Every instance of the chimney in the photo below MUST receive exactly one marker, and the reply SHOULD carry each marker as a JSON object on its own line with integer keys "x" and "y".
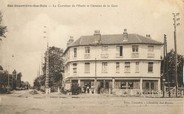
{"x": 125, "y": 35}
{"x": 97, "y": 36}
{"x": 148, "y": 36}
{"x": 70, "y": 41}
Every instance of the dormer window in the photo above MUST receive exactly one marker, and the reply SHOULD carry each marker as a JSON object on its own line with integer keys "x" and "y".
{"x": 150, "y": 48}
{"x": 135, "y": 48}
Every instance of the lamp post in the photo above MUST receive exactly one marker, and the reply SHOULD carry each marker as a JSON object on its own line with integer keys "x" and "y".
{"x": 176, "y": 23}
{"x": 47, "y": 88}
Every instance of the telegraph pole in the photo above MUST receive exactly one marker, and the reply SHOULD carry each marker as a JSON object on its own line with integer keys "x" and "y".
{"x": 166, "y": 66}
{"x": 47, "y": 88}
{"x": 176, "y": 19}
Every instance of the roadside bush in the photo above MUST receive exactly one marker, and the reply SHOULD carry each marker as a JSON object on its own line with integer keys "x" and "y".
{"x": 75, "y": 89}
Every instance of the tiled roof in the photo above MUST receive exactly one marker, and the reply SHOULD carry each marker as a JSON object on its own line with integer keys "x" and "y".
{"x": 115, "y": 39}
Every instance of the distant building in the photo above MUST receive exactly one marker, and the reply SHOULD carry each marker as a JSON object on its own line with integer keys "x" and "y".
{"x": 106, "y": 63}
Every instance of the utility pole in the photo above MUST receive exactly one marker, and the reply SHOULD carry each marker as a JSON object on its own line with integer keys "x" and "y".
{"x": 164, "y": 69}
{"x": 166, "y": 66}
{"x": 176, "y": 19}
{"x": 47, "y": 88}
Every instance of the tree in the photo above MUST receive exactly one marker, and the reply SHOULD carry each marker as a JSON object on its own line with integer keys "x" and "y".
{"x": 55, "y": 69}
{"x": 170, "y": 57}
{"x": 3, "y": 29}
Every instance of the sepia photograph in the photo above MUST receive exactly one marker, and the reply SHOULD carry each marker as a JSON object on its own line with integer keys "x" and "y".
{"x": 91, "y": 56}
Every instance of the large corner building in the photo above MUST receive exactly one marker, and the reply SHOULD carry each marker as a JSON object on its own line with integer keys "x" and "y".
{"x": 107, "y": 63}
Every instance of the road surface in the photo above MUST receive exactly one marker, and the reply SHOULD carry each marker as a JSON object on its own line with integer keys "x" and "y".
{"x": 21, "y": 102}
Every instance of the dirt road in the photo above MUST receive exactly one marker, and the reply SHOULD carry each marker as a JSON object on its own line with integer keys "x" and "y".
{"x": 24, "y": 103}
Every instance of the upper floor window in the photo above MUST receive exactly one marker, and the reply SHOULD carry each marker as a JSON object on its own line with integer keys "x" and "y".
{"x": 137, "y": 67}
{"x": 104, "y": 67}
{"x": 150, "y": 48}
{"x": 87, "y": 68}
{"x": 87, "y": 50}
{"x": 127, "y": 67}
{"x": 104, "y": 48}
{"x": 75, "y": 52}
{"x": 150, "y": 66}
{"x": 135, "y": 48}
{"x": 117, "y": 67}
{"x": 74, "y": 67}
{"x": 119, "y": 50}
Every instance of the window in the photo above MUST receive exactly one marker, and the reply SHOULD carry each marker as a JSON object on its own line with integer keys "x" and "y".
{"x": 117, "y": 67}
{"x": 150, "y": 48}
{"x": 74, "y": 67}
{"x": 104, "y": 67}
{"x": 119, "y": 50}
{"x": 130, "y": 84}
{"x": 127, "y": 67}
{"x": 135, "y": 48}
{"x": 87, "y": 50}
{"x": 137, "y": 67}
{"x": 150, "y": 66}
{"x": 147, "y": 85}
{"x": 152, "y": 85}
{"x": 104, "y": 48}
{"x": 87, "y": 68}
{"x": 75, "y": 52}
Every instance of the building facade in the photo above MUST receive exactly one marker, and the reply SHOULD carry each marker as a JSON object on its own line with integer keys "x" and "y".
{"x": 107, "y": 63}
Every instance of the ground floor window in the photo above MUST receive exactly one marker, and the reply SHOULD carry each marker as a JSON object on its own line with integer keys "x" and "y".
{"x": 127, "y": 84}
{"x": 150, "y": 85}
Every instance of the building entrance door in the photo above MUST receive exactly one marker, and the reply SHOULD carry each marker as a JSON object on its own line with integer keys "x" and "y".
{"x": 103, "y": 86}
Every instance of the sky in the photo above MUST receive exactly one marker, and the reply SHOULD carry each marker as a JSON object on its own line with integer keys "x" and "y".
{"x": 26, "y": 25}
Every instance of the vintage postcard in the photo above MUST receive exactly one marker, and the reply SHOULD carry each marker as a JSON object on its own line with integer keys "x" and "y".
{"x": 91, "y": 56}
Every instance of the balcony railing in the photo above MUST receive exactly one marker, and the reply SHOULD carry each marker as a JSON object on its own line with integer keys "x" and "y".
{"x": 150, "y": 55}
{"x": 87, "y": 56}
{"x": 104, "y": 55}
{"x": 135, "y": 55}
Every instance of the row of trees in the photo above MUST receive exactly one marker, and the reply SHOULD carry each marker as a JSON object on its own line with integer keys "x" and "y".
{"x": 11, "y": 81}
{"x": 170, "y": 68}
{"x": 55, "y": 70}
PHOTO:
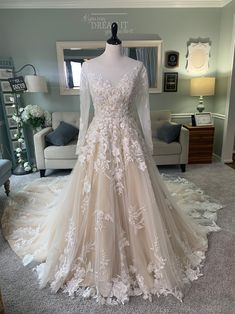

> **Exercise instructions**
Write out the listing again word for word, but without its pictures.

> **Answer for this exercise**
Every instance of the chimney in the photo below MUST receive exactly one marker, and the reply SHOULD carry each marker as a JSON object on its own line with integer keys "x" and "y".
{"x": 125, "y": 35}
{"x": 97, "y": 36}
{"x": 148, "y": 36}
{"x": 70, "y": 41}
Every instance of the dormer window in the photo above MUST receive exactly one marker, and the reply SHOULD carry each marker as a JSON object on its own line with integer keys "x" and "y".
{"x": 150, "y": 48}
{"x": 135, "y": 48}
Every instance of the lamp post in the photo above MUST receive exactly one marker, and the reply SHOULD carry each marker as a JSON object on its own line with integer keys "x" and "y".
{"x": 176, "y": 23}
{"x": 47, "y": 88}
Every instance of the telegraph pole in the photo above MUST receive exactly one marker, and the reply SHOULD carry each marker as a JSON object on its own line with integer keys "x" and "y".
{"x": 166, "y": 66}
{"x": 47, "y": 88}
{"x": 176, "y": 19}
Every instance of the roadside bush in the photo above MUST receive exactly one marker, and the reply SHOULD carry each marker as a JSON object on its own line with integer keys "x" and "y".
{"x": 75, "y": 89}
Every instance of the tiled roof in the photo above MUST receive exactly one marker, and the reply SHOULD carry each marker as a JSON object on its own line with integer keys "x" and "y".
{"x": 115, "y": 39}
Every instance of the distant building in the photo above MUST receive exactly one marker, and the reply SHOULD carry each marker as a JSON object on its own line with integer keys "x" and "y".
{"x": 106, "y": 63}
Every instance of the utility pole in the photo above MUST receive exactly one marker, and the reply SHOULD carry each marker as a JSON object on its own line with integer keys "x" and "y".
{"x": 164, "y": 69}
{"x": 166, "y": 66}
{"x": 176, "y": 19}
{"x": 47, "y": 88}
Every instance of the tree in the photo above MUST receive exactly one marker, and the reply SHOULD carry each marker as a JSON object on its own line with integer keys "x" and "y".
{"x": 55, "y": 69}
{"x": 170, "y": 57}
{"x": 3, "y": 29}
Every instance of the sepia photograph in the photo above MUST receive exactly one marker, and the reply SHOULD carry each marker as a JSON object on its own line with integer keys "x" and "y".
{"x": 91, "y": 56}
Every instance of the large corner building in the photo above MUST receive exactly one marker, and the reply SHOULD carry each marker as a JSON object on its own line with integer keys "x" and "y".
{"x": 107, "y": 63}
Every instance of the road surface in the photo above MUST receive exactly one marker, and the reply SHOULD carry each marker as a JSON object on its own line with integer keys "x" and "y".
{"x": 21, "y": 102}
Every instance of the dirt road in the photo above MUST receive exactly one marker, and the reply SHOULD carry each marker as a JSON object on its own line with integer keys "x" and "y".
{"x": 24, "y": 103}
Every instance of the upper floor window in the photo above MUST receive exactly one marker, and the reply SHOULD carry each marker as a JSON object on its own line with integer keys "x" and "y".
{"x": 137, "y": 67}
{"x": 104, "y": 67}
{"x": 150, "y": 48}
{"x": 87, "y": 68}
{"x": 87, "y": 50}
{"x": 127, "y": 67}
{"x": 104, "y": 48}
{"x": 75, "y": 52}
{"x": 150, "y": 66}
{"x": 135, "y": 48}
{"x": 117, "y": 67}
{"x": 74, "y": 67}
{"x": 119, "y": 50}
Every instance of the window in the photo above MUST receive exactly one marker, and the reply SHOULD carry each marker as a JSON object on its own line with integer keys "x" and "y".
{"x": 117, "y": 67}
{"x": 150, "y": 48}
{"x": 74, "y": 67}
{"x": 104, "y": 67}
{"x": 119, "y": 50}
{"x": 130, "y": 84}
{"x": 127, "y": 67}
{"x": 135, "y": 48}
{"x": 87, "y": 50}
{"x": 137, "y": 67}
{"x": 150, "y": 66}
{"x": 147, "y": 85}
{"x": 152, "y": 85}
{"x": 104, "y": 48}
{"x": 87, "y": 68}
{"x": 75, "y": 52}
Every instance of the building facade in the photo above MUST receive exactly one marker, and the reply SHOULD carry each marker as a JSON object on its own line with integer keys "x" and "y".
{"x": 107, "y": 63}
Every instance of the ground floor window in the photo above MUST receive exactly one marker, and the reply SHOULD carry each marker as a JSON object on its own line with integer keys "x" and "y".
{"x": 127, "y": 84}
{"x": 150, "y": 85}
Every instance of the building entrance door in the photo above MUST receive exactly one marker, and the reply SHOULD carry each marker as a JSON object on its own line with integer keys "x" and "y".
{"x": 103, "y": 86}
Every instance of the sky in the photo above MUST receive exactly one marker, and the reply SHOULD carry each marker as a JSON object on its own line with integer keys "x" and "y".
{"x": 26, "y": 25}
Every instance of the vintage postcard in the photo above MUST receive exactly one marker, and the reply SHOULD carry each marker as a JSON object on its own line with integer keys "x" and "y".
{"x": 91, "y": 56}
Every instance of the balcony railing in the photo above MUST receive exactly one marker, and the reply SHOULD carry each marker as a JSON object on its own line with integer keys "x" and "y".
{"x": 150, "y": 55}
{"x": 87, "y": 56}
{"x": 104, "y": 55}
{"x": 135, "y": 55}
Every instance of the row of trees in the photo above MUST receive exactly one marker, and the reply SHOULD carry each marker as a JSON object on its own line with integer keys "x" and "y".
{"x": 11, "y": 81}
{"x": 170, "y": 68}
{"x": 55, "y": 70}
PHOTO:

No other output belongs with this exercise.